▶ [Work to be completed]: Print the range of lines that opens with the line containing "Question. For every instance of the street" and closes with the last line of the listing. Include both ends; print nothing more.

Point labeling dataset excerpts
• • • •

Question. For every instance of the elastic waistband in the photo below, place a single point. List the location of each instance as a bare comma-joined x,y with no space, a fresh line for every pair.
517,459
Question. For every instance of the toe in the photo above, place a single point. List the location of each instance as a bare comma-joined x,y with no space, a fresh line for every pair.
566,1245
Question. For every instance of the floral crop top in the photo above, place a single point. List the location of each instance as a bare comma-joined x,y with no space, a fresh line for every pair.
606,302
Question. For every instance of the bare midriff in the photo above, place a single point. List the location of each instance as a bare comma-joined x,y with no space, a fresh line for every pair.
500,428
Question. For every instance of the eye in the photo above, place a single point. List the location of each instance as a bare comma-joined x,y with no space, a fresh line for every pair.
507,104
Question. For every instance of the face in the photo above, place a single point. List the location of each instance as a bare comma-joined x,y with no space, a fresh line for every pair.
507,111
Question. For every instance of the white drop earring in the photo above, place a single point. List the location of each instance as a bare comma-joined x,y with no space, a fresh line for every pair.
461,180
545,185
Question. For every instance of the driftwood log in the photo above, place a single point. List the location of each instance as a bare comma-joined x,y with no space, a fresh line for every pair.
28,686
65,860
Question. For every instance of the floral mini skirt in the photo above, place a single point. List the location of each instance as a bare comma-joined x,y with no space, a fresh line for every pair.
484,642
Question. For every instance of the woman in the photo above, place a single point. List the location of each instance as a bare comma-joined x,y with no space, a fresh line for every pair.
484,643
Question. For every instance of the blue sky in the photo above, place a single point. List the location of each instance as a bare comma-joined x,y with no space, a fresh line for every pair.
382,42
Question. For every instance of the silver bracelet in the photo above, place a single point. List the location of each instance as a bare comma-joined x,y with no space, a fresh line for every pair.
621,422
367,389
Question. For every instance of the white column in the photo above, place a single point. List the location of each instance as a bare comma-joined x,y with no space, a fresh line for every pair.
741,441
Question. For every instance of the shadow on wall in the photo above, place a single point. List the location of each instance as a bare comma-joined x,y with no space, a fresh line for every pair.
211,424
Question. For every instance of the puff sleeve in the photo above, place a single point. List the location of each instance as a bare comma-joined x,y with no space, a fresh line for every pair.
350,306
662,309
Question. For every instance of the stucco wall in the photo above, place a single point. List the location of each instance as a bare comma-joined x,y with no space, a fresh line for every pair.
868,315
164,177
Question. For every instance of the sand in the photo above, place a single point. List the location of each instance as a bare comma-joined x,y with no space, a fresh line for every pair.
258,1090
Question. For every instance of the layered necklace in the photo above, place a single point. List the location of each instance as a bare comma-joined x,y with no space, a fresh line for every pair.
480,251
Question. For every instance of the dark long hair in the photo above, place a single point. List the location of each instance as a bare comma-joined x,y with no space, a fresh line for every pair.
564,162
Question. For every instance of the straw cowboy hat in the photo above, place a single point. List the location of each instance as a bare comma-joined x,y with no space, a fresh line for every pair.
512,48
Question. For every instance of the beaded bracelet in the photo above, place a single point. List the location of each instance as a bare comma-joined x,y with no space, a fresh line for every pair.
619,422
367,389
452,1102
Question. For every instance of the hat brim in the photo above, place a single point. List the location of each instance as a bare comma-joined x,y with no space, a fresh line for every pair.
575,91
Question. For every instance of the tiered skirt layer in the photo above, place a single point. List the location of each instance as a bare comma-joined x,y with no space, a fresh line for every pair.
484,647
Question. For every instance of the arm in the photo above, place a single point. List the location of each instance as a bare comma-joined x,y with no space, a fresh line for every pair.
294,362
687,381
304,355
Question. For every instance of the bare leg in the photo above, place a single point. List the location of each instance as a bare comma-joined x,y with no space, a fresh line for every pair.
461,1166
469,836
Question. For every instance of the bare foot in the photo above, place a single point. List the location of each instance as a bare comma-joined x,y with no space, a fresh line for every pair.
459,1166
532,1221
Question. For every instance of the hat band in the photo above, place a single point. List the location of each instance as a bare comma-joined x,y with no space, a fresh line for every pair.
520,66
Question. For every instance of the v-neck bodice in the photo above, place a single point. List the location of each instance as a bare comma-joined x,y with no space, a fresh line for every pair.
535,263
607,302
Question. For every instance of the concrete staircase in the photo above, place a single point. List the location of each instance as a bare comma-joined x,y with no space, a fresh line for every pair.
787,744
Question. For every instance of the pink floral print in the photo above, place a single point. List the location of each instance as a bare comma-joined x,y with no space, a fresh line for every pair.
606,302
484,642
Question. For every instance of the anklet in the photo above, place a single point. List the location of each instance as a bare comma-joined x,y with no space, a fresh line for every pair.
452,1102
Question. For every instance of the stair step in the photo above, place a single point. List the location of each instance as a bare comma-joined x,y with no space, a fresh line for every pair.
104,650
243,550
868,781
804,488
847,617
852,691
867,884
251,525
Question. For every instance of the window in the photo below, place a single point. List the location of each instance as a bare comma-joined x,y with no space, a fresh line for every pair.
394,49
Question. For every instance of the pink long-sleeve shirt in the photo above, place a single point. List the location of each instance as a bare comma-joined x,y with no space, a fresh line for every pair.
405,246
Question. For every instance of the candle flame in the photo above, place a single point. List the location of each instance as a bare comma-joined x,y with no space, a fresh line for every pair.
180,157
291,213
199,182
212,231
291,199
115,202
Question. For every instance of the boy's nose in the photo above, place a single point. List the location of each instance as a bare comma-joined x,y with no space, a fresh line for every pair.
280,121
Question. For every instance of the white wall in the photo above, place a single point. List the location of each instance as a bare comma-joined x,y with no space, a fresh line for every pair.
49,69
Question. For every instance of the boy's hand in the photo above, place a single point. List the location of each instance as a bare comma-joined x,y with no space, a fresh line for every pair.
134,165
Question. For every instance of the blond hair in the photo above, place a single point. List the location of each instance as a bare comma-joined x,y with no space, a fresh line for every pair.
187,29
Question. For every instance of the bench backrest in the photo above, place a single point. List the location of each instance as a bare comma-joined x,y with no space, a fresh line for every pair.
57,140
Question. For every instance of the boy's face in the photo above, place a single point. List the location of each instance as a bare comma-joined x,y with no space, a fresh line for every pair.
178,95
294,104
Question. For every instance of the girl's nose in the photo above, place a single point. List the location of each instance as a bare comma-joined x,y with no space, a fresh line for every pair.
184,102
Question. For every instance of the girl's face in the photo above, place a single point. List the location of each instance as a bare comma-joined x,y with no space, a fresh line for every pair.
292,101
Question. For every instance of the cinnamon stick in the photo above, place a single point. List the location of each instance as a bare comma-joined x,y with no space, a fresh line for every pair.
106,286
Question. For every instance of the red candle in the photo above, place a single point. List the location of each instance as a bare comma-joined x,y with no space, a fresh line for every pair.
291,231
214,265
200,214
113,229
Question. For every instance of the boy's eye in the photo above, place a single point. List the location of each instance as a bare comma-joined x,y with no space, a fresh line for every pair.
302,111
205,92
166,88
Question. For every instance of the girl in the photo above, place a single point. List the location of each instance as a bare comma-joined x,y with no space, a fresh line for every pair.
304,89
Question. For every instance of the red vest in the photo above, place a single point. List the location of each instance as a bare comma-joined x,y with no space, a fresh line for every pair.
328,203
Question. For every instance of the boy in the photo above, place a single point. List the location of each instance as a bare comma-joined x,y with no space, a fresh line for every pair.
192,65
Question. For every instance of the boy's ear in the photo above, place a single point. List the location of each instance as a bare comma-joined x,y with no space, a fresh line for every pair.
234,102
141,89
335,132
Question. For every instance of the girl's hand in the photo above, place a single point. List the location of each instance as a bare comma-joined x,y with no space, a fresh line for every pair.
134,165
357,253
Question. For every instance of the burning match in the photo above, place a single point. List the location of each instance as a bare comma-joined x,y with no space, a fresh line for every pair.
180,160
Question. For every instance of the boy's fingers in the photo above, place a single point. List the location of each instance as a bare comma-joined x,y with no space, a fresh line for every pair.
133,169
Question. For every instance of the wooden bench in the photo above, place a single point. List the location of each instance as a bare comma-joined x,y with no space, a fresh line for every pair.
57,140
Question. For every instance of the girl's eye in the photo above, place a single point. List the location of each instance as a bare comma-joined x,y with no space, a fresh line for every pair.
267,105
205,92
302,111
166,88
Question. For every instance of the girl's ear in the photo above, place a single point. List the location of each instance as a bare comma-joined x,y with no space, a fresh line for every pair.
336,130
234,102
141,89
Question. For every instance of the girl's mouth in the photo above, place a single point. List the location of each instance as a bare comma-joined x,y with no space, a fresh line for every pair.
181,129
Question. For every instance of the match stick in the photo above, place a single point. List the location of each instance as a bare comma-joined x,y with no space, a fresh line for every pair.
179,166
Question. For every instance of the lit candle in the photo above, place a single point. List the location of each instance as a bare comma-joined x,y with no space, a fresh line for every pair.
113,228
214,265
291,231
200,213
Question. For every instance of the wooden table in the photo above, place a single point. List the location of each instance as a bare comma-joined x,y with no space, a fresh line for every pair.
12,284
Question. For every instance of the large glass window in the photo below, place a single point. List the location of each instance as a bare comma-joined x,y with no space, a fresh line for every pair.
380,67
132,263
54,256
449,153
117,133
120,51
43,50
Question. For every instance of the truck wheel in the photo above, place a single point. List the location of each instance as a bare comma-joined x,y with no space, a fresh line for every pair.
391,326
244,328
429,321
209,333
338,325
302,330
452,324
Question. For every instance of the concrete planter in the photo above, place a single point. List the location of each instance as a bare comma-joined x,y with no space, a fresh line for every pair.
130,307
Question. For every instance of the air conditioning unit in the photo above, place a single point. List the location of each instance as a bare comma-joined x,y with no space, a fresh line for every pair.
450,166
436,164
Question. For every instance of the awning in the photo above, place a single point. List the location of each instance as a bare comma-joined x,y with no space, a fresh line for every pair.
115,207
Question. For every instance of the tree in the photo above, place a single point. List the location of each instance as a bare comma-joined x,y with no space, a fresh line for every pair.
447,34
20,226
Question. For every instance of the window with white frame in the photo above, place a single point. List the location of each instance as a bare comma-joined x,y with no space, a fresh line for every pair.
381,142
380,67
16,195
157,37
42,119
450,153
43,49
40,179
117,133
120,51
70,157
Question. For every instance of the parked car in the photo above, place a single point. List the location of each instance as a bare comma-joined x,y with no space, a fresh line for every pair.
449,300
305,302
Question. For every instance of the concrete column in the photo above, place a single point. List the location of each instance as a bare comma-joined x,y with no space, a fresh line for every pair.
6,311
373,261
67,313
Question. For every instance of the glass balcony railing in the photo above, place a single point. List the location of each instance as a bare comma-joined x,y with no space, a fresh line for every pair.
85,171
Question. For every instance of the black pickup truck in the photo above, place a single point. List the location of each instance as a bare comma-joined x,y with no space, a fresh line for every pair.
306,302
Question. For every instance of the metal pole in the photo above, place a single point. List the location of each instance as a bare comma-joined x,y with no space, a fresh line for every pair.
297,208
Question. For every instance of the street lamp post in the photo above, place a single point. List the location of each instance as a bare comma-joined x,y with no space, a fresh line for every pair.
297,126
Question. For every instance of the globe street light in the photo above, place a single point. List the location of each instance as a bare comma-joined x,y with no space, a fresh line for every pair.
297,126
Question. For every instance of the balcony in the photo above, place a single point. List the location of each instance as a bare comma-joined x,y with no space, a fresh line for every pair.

• • • •

▶ [Answer to the task]:
Question. For every instance of the street lamp post in the photo above, place a single point. List the location of each instance as a bare comma-joined x,y with no space, a fresh line for every pair.
297,126
Question. For every instance of the globe street light in the photo above, place a single point. List the location of each instance as a bare comma-joined x,y with no space, a fresh line for every pair.
297,126
Question. For every instance of the balcony in the photo above, place a single point. List the location of each instance as a bare comma-joined x,y with no space, a fresh line for every pair.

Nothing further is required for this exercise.